§ **Records from a data collection**

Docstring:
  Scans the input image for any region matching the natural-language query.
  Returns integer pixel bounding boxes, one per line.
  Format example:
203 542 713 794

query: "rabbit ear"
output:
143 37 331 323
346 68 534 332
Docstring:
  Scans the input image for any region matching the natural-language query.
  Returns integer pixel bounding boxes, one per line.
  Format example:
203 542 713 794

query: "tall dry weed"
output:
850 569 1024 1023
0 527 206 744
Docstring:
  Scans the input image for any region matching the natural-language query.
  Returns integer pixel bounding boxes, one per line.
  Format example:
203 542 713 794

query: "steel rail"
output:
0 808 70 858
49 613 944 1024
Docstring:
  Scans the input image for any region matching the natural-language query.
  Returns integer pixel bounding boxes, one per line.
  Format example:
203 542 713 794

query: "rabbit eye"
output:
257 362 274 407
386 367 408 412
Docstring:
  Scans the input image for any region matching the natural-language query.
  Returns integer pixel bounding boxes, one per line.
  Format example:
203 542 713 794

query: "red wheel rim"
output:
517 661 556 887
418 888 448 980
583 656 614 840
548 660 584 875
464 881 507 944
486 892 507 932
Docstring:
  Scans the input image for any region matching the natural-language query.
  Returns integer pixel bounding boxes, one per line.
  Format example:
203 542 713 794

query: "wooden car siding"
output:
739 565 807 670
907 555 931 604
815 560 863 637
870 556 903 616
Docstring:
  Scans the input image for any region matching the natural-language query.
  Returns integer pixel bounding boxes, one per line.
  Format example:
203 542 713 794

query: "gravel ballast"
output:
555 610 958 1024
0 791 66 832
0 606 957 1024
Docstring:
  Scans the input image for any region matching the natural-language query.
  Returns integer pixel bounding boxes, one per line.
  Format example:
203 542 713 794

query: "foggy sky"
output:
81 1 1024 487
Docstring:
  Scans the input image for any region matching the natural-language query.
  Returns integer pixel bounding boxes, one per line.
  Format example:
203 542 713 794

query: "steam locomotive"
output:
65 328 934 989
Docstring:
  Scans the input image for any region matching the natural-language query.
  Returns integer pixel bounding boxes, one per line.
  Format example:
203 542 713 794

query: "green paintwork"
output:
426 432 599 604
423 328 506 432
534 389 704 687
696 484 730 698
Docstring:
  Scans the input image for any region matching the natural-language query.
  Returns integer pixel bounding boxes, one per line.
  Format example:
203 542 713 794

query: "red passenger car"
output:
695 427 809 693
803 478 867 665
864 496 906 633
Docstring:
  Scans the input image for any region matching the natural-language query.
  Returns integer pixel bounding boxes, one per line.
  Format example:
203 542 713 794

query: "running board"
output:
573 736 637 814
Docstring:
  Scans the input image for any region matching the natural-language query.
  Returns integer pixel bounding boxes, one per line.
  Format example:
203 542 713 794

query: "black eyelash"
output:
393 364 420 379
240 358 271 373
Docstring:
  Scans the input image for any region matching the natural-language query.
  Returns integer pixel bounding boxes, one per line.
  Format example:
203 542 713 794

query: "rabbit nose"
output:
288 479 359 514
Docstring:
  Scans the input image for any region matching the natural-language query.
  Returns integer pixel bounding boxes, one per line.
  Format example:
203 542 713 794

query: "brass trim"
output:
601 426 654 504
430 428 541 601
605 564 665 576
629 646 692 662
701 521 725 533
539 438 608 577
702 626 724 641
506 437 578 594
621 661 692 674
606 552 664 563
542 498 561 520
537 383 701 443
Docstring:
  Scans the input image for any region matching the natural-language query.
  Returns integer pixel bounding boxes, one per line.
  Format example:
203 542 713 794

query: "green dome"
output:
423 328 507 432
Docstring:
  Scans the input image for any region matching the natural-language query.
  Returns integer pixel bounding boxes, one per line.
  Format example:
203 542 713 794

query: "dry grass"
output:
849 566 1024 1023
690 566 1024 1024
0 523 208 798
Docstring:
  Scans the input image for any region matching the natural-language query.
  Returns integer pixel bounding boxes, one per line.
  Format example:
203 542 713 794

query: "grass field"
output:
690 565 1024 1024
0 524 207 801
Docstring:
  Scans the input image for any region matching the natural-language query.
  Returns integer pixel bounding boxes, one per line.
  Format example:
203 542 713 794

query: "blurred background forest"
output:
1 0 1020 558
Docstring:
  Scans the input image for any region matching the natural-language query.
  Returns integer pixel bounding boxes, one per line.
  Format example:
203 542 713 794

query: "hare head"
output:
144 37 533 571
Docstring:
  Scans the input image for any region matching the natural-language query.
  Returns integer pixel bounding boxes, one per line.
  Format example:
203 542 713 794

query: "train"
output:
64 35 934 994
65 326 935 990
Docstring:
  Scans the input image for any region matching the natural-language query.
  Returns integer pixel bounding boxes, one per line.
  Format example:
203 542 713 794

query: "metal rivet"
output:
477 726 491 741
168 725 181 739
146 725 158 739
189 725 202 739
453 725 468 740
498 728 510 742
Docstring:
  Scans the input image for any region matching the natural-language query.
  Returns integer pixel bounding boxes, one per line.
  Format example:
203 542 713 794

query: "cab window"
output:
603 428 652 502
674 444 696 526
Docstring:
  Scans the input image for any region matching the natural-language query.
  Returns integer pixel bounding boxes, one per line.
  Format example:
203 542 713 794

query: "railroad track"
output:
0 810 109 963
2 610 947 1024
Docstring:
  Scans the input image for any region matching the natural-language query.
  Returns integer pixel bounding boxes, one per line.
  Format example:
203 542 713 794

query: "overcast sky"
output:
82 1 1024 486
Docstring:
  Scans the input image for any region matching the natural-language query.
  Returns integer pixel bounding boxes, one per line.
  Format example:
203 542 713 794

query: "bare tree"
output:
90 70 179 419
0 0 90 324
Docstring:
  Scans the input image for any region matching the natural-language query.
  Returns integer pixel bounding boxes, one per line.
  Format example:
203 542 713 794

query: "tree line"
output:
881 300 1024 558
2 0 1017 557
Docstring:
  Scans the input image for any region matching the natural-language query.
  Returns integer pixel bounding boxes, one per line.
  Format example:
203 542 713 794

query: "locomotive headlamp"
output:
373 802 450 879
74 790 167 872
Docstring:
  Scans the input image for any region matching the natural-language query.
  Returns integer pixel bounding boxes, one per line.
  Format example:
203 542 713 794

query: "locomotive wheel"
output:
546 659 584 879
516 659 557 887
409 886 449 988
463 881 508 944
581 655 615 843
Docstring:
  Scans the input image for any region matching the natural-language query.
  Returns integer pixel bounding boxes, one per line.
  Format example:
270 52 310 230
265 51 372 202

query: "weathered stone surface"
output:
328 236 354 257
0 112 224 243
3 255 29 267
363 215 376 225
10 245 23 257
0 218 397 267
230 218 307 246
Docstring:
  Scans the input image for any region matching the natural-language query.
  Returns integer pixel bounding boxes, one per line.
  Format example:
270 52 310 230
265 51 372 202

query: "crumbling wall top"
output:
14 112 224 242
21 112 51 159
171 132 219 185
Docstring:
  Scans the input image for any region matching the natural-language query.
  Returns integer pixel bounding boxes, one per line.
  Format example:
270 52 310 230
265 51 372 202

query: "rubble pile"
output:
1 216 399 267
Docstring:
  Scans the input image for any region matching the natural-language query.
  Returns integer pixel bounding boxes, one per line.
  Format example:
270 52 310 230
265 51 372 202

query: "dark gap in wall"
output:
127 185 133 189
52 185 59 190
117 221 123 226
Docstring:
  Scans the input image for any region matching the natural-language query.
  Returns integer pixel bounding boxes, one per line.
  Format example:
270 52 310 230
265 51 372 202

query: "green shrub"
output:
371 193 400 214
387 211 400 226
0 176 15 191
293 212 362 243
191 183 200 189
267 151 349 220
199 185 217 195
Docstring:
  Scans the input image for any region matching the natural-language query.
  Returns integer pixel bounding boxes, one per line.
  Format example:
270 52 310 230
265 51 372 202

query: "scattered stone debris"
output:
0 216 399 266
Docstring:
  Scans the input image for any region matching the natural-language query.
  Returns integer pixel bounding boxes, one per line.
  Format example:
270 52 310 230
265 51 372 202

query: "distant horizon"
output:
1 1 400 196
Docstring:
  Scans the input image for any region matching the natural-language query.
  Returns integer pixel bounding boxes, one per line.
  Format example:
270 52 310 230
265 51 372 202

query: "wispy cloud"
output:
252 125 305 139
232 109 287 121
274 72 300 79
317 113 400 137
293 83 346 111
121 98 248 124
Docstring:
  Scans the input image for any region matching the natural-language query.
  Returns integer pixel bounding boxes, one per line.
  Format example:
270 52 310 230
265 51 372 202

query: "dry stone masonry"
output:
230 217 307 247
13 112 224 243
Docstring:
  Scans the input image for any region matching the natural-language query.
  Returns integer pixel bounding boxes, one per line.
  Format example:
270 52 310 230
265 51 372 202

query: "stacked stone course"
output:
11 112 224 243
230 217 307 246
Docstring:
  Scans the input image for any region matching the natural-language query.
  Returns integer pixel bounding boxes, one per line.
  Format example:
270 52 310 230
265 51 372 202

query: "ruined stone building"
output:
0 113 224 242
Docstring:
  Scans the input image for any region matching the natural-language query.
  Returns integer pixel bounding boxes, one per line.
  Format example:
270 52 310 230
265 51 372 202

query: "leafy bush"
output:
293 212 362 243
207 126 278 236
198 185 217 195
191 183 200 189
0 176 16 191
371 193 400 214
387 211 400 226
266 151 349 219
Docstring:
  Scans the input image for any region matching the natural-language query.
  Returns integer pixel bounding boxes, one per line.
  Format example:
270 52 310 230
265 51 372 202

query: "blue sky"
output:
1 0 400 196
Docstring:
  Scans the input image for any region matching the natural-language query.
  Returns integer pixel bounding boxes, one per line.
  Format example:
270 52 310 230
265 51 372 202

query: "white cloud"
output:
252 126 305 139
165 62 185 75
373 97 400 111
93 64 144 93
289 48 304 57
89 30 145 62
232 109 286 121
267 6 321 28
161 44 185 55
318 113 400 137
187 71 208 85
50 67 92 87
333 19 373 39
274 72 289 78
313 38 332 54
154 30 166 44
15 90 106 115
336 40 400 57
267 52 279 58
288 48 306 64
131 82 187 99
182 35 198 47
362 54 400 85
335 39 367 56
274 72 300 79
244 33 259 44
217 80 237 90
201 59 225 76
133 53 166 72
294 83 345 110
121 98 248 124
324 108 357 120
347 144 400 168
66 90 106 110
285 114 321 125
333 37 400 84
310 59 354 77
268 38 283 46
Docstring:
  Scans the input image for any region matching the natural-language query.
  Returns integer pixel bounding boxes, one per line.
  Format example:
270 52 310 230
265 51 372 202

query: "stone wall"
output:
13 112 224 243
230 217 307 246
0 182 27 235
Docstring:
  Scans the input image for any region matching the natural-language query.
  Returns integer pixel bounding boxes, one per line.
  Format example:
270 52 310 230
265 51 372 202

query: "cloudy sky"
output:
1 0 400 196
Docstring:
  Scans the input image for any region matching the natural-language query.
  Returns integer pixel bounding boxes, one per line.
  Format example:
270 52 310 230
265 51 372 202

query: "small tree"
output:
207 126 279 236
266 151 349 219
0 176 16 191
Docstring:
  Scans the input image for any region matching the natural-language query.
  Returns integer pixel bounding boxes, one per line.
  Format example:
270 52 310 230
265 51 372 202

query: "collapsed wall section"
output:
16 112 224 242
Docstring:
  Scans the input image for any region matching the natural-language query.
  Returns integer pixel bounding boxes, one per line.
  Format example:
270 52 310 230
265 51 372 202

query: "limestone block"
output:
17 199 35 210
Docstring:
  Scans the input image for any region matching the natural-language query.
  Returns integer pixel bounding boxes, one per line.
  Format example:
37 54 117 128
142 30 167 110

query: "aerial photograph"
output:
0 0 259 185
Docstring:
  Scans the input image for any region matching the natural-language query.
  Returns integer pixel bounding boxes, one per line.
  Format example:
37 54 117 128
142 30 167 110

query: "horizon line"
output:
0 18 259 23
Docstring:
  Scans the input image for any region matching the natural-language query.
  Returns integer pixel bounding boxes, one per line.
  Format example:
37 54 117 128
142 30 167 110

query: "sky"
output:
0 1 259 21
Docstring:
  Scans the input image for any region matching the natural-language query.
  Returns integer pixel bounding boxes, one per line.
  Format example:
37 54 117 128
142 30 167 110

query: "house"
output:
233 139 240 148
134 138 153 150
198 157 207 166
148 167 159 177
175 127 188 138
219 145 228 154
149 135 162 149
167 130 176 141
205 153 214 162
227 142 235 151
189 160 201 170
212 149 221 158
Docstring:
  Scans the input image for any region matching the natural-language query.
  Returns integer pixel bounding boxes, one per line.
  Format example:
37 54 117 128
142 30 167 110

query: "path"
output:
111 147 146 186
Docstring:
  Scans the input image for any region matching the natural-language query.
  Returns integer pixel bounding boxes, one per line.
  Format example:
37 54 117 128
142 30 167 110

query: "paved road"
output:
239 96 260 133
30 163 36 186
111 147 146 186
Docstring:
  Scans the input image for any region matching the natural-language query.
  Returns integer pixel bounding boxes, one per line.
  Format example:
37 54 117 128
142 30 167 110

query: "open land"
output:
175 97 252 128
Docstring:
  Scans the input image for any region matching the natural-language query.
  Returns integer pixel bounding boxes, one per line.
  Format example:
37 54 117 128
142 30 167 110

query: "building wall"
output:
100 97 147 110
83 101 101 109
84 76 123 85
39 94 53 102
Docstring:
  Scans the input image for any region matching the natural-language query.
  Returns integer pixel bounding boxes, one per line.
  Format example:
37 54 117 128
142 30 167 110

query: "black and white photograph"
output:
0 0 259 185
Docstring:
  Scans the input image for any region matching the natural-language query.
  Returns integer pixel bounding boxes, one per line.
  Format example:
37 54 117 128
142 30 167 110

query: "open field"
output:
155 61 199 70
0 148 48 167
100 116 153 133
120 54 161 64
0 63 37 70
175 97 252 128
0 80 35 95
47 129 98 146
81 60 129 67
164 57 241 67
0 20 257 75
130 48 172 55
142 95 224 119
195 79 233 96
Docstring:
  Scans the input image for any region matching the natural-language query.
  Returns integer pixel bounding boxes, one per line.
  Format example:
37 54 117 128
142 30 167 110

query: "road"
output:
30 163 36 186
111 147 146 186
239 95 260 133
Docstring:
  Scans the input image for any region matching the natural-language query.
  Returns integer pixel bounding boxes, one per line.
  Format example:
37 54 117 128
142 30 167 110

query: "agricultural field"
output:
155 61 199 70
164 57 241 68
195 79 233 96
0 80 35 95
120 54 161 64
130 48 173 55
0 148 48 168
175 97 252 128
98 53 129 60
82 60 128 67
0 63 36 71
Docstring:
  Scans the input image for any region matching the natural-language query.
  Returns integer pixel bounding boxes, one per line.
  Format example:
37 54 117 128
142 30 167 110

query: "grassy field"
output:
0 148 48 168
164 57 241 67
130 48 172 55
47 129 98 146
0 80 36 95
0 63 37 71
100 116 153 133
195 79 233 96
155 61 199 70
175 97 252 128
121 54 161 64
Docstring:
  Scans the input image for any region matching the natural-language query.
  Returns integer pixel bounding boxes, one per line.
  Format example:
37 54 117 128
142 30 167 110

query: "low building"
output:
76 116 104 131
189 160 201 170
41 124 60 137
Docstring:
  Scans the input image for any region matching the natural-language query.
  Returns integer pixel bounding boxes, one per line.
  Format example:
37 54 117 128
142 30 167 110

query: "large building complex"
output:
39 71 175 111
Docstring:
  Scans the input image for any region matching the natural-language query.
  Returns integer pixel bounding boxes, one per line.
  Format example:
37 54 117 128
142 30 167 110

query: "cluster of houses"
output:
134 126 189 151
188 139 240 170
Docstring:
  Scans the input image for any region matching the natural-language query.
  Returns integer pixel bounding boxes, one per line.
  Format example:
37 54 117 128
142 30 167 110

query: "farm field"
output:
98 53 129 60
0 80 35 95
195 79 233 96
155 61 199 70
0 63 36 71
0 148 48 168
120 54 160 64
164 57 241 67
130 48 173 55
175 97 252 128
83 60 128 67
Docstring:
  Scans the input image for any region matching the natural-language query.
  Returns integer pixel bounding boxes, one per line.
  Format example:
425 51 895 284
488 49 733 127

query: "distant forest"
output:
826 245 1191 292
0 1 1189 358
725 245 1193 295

§ **Task**
Copy down every line of the entries containing the word "rabbit".

§ **Answer area**
query: "rabbit ear"
query: "rabbit eye"
query: "rabbit nose"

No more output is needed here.